[Data extracted from a collection]

** Begin **

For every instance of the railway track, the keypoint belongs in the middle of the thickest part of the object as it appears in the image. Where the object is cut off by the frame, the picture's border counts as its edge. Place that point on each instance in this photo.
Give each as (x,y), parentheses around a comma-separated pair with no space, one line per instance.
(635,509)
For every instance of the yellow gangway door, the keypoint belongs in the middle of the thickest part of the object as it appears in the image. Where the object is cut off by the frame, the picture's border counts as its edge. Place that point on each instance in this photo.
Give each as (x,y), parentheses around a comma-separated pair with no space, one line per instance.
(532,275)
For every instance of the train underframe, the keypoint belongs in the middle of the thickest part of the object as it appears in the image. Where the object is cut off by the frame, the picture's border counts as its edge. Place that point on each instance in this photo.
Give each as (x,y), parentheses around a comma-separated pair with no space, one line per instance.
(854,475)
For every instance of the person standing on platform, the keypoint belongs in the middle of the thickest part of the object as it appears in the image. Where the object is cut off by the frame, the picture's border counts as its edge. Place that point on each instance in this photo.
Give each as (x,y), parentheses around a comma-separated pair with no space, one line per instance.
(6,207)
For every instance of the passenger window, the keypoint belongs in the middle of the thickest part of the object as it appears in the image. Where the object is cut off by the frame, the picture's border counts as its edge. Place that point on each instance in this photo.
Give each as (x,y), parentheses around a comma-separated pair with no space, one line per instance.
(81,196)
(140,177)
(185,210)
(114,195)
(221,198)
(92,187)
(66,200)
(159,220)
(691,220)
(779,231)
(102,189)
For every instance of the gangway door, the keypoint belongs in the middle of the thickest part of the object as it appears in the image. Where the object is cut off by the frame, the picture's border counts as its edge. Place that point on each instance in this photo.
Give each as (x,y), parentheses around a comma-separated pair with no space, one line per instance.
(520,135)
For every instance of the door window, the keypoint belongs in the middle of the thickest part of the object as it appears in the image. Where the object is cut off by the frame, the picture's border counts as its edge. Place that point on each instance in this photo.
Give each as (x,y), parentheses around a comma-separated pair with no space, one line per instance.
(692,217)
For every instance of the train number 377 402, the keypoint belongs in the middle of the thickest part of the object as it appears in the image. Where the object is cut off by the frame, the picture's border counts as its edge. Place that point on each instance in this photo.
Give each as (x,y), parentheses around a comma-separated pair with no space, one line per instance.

** End **

◆ What needs to be done ◆
Print out the whole listing exactly as it appears.

◆ Task solution ◆
For every instance of the railway track, the keypoint belongs in the middle of the thickest part of the object as it appears in the image. Where the object is cut off by the frame, the picture's border counts as its edge. Place that point on each instance in this photo.
Give each as (x,y), parentheses around a comma-separated pair with no space, one line per instance.
(635,509)
For every instance of the yellow gangway door, the keypoint belongs in the middle of the thickest part of the object as it appears in the image. Where the object is cut off by the frame, the picture's border counts as its edge. Place that point on each instance in this photo.
Give each as (x,y), parentheses around a comma-separated pair with no space, one line per instance.
(532,275)
For every instance of the train underframe, the keypoint belongs in the middle of the thickest part of the object as it appears in the image. Where the object is cut off by the frame, the picture's border counts as its edge. Place that point on each instance in this photo.
Give each as (x,y), parentheses around a comma-separated pair with no space, one line per instance.
(854,475)
For every instance of the person standing on platform, the keypoint belongs in the middle of the thickest part of the object as it appears in the image. Where the object is cut off by the frame, the picture's border counts as its edge. Place that point on each instance in this photo.
Give each as (x,y), parentheses around a comma-separated pair with no space, one line per instance.
(6,207)
For every instance of the passenger window, the keypoint belongs in the middle of the thickest part of the object as it appears in the image. Where the object is cut off by the frame, the picture's border counts as its edge. Place that point on each instance in this photo.
Give each as (x,y), parentheses around a comma-separated pair with no space, one line per instance.
(81,196)
(140,177)
(185,210)
(114,195)
(221,198)
(92,187)
(66,200)
(159,220)
(691,220)
(779,231)
(102,189)
For every instance of the gangway door, the keypoint belongs in the middle of the thickest part of the object as it appears in the image. Where the object is cut off by the frame, the picture's border counts as its edge. Place that point on each instance in this photo.
Give each as (x,y), parentheses around a comma-separated pair with no space, one line per instance.
(520,135)
For every instance of the door window, the keypoint belongs in the middle of the thickest part of the object as it appears in the image. Where the object is cut off by the frame, the picture's border counts as its edge. Place that point on each instance in this photo.
Give each as (x,y), parentheses around a comma-separated pair with no space, one line per instance.
(692,217)
For every instance of the train number 377 402, the keypoint belongs in the middle of the thickest part of the object as it appears in the image. Where the object is cut off by the frame, the picture's border counts as its edge. Place that point on each instance in this photo.
Give each as (x,y), parentheses around a comma-separated pair with no space, one line per instance.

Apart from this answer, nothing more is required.